--- Task instructions ---
Repeat verbatim the lines of the data below, beginning with the line containing "Pick out every instance of the shirt" and continuing to the end.

---

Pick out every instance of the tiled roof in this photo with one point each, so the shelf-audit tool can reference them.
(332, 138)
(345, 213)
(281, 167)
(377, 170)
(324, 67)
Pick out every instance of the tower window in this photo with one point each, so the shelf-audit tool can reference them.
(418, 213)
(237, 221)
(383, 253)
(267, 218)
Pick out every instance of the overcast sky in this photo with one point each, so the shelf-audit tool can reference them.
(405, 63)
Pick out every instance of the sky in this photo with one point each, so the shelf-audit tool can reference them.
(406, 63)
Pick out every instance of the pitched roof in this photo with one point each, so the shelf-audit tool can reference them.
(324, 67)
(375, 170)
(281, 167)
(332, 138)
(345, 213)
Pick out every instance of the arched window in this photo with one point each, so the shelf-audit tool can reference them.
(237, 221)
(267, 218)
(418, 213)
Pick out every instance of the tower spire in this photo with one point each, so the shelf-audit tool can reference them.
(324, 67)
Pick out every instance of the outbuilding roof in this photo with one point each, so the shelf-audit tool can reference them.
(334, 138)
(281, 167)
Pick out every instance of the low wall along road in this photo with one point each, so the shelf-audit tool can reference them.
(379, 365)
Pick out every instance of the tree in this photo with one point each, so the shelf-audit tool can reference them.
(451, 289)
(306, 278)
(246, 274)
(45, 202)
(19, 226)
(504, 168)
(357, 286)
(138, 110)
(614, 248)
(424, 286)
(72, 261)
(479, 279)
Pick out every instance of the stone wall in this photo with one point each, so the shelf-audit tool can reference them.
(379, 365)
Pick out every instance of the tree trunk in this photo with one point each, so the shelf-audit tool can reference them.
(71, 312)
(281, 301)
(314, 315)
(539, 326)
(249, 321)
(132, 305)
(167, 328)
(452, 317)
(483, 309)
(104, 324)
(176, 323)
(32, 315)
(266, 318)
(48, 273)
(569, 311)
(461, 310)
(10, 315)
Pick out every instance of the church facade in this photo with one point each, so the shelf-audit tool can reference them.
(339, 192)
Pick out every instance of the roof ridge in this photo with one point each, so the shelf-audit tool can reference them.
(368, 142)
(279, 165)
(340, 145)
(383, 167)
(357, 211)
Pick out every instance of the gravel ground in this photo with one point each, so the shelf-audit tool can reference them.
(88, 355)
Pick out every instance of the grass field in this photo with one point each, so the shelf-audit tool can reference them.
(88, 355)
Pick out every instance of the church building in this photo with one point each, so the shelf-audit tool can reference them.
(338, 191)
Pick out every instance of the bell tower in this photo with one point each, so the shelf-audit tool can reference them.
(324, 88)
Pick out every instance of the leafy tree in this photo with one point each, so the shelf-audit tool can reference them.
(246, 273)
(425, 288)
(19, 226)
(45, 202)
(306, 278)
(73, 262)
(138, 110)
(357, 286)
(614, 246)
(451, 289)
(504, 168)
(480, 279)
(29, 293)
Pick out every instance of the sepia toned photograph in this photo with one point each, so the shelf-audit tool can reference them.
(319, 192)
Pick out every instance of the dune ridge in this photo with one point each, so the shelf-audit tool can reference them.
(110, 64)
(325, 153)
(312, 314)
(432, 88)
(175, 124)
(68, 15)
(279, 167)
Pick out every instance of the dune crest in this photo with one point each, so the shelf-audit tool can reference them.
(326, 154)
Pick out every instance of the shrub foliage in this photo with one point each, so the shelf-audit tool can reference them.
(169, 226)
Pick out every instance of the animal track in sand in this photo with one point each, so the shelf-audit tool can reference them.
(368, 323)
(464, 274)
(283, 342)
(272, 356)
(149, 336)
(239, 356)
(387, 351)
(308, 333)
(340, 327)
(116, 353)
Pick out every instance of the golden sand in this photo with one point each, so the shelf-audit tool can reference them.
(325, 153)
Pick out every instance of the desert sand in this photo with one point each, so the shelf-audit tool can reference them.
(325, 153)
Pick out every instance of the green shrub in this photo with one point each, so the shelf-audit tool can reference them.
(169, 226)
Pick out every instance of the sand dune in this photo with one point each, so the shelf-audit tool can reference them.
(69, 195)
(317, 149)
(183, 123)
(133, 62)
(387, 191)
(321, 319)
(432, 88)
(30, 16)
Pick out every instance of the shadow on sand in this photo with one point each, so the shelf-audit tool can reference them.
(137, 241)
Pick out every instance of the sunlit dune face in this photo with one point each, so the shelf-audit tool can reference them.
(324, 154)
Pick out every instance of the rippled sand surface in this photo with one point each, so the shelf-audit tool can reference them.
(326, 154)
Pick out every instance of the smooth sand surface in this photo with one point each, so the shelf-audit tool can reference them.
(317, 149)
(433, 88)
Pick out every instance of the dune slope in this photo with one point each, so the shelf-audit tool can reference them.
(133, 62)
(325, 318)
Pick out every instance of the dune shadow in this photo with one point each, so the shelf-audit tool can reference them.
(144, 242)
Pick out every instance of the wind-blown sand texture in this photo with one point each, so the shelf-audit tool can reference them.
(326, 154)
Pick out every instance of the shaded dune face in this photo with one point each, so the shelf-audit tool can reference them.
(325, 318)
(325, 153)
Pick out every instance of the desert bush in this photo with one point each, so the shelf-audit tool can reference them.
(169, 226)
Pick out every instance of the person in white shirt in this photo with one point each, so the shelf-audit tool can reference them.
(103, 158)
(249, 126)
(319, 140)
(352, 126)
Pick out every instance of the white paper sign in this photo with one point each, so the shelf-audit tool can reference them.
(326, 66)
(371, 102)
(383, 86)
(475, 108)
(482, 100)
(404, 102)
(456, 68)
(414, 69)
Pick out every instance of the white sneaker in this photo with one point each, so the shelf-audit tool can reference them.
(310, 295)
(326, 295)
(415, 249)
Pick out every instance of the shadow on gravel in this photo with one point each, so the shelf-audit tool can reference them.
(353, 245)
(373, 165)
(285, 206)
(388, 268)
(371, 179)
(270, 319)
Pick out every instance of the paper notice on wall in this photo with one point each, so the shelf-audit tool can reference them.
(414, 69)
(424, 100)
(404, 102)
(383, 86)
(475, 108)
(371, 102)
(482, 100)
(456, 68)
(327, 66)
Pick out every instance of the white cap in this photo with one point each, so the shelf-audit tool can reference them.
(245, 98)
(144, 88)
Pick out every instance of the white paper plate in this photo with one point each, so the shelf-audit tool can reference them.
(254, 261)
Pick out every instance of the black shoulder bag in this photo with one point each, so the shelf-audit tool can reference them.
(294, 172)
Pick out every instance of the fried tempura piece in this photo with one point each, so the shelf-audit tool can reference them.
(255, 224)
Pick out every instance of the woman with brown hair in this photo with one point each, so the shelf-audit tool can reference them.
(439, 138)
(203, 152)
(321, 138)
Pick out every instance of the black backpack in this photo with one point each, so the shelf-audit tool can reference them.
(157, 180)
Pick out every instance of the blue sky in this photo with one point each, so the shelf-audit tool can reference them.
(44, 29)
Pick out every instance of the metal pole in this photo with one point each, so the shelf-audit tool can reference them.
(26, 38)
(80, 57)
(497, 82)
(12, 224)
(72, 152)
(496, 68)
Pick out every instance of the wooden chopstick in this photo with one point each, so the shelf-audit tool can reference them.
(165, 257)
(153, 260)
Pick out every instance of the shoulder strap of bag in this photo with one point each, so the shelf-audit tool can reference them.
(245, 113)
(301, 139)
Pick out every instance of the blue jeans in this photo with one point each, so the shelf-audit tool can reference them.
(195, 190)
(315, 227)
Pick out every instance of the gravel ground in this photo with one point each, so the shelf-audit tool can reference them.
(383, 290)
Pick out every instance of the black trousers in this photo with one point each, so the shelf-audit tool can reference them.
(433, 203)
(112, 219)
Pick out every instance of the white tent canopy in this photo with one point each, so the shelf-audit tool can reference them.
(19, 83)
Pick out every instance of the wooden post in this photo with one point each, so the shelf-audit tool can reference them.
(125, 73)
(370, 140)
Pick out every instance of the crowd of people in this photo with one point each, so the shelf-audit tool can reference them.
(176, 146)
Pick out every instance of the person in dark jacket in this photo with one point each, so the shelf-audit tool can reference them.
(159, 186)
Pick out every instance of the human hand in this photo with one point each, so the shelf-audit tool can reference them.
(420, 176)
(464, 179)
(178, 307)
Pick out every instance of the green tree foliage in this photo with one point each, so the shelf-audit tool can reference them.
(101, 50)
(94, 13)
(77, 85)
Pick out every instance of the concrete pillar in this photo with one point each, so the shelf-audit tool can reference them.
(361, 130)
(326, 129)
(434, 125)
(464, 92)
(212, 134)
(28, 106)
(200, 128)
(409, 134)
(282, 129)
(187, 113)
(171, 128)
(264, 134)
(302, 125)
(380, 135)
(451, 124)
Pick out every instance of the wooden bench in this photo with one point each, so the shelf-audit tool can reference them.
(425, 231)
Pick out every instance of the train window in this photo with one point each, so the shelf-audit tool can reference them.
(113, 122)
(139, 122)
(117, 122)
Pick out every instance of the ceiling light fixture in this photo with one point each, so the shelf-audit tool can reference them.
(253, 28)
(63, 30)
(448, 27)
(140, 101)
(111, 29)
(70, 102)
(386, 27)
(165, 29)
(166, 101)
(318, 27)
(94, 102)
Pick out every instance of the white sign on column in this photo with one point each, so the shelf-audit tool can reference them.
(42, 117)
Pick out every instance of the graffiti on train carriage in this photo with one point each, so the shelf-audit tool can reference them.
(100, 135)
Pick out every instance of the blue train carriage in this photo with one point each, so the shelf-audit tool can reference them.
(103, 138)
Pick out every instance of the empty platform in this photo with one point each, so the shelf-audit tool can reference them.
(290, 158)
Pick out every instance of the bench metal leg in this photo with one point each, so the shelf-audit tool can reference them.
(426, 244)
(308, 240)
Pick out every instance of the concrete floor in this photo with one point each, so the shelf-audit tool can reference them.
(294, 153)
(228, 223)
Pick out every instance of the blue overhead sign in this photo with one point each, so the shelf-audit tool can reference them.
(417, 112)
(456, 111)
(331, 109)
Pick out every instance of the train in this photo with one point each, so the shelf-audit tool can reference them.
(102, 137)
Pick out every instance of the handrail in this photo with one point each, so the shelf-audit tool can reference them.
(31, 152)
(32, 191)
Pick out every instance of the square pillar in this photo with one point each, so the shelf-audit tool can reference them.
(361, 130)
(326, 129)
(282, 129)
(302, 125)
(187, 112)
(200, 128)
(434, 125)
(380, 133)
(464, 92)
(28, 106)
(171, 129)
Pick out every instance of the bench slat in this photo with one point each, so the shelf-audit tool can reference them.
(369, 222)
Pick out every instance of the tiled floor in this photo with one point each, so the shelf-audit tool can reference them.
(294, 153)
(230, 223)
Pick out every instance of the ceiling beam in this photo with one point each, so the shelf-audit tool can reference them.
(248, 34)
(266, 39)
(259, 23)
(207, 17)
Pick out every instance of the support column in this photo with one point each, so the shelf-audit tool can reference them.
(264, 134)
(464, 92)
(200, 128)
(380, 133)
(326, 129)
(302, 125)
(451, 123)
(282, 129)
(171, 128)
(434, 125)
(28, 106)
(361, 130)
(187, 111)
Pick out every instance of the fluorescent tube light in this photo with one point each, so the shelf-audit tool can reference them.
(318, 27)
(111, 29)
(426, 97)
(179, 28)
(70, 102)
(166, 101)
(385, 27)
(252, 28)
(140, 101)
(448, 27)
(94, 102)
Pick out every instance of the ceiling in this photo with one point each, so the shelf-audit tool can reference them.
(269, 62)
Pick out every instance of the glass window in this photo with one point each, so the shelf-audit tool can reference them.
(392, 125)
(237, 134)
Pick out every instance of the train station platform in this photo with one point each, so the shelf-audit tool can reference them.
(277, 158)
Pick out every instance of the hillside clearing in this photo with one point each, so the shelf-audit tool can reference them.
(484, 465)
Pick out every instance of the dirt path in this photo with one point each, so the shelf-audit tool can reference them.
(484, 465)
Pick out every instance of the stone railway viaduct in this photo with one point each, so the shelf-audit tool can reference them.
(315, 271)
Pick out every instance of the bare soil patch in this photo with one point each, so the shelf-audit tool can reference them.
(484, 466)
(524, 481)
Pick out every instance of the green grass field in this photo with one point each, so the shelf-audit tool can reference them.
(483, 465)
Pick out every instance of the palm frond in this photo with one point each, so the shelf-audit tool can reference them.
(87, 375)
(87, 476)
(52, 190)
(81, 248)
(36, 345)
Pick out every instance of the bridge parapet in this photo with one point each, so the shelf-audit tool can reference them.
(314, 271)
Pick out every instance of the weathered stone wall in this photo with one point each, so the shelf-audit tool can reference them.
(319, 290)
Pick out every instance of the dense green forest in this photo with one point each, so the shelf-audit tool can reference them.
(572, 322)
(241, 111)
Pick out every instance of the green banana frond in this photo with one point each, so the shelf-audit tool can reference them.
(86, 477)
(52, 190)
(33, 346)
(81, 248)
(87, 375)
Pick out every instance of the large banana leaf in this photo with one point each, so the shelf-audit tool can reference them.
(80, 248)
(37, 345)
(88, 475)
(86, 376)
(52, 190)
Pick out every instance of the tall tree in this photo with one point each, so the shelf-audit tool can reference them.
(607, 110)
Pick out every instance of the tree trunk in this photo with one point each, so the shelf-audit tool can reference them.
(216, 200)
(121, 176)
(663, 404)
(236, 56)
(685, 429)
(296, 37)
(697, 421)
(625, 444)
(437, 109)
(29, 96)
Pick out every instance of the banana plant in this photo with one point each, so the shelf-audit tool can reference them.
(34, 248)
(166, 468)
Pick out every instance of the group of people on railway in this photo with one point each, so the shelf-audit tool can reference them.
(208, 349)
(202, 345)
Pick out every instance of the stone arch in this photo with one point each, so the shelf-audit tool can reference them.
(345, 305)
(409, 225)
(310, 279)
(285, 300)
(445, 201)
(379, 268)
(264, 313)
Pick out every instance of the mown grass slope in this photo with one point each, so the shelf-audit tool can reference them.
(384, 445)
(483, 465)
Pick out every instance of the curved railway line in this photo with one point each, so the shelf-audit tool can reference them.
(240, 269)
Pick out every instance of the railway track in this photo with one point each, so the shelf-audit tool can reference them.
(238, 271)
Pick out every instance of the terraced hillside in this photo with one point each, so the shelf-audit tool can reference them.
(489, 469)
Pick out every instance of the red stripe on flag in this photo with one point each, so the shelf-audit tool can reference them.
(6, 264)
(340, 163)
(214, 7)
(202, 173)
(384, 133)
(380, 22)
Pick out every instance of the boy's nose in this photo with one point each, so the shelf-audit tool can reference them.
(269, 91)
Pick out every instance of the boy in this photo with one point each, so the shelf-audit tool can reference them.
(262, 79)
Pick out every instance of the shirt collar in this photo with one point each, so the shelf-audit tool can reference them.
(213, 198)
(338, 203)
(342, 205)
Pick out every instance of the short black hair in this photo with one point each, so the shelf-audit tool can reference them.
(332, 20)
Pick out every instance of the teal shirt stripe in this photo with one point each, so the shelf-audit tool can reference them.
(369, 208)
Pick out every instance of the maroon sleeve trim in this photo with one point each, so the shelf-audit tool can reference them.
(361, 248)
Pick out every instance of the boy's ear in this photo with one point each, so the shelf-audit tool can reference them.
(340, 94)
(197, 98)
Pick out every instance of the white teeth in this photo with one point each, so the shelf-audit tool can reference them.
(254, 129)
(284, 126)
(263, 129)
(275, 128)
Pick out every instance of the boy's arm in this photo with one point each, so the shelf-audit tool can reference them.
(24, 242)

---

--- Expected answer ---
Pick out every instance of the shirt collar in this photo with one point each, so the shelf-audit tool can reference them.
(213, 198)
(338, 203)
(342, 205)
Pick out every instance of the short black hair in this photo with one point each, so the shelf-audit tool can reference them.
(332, 20)
Pick out every instance of the teal shirt stripe in this photo with one point each, so the shelf-audit tool can reference them.
(369, 208)
Pick out every instance of the maroon sleeve trim in this photo with one point each, so the shelf-audit tool can reference them.
(361, 248)
Pick out every instance of the boy's ear in this photo with one point each, so the shelf-audit tool can reference them.
(340, 94)
(197, 98)
Pick out every instance of the white teeth in this photo with one point each, so the shelf-audit tool can reference them.
(254, 129)
(284, 126)
(263, 129)
(275, 128)
Pick out every instance of the boy's arm in this photo with one point each, so the shelf-audit tool can reference them.
(24, 242)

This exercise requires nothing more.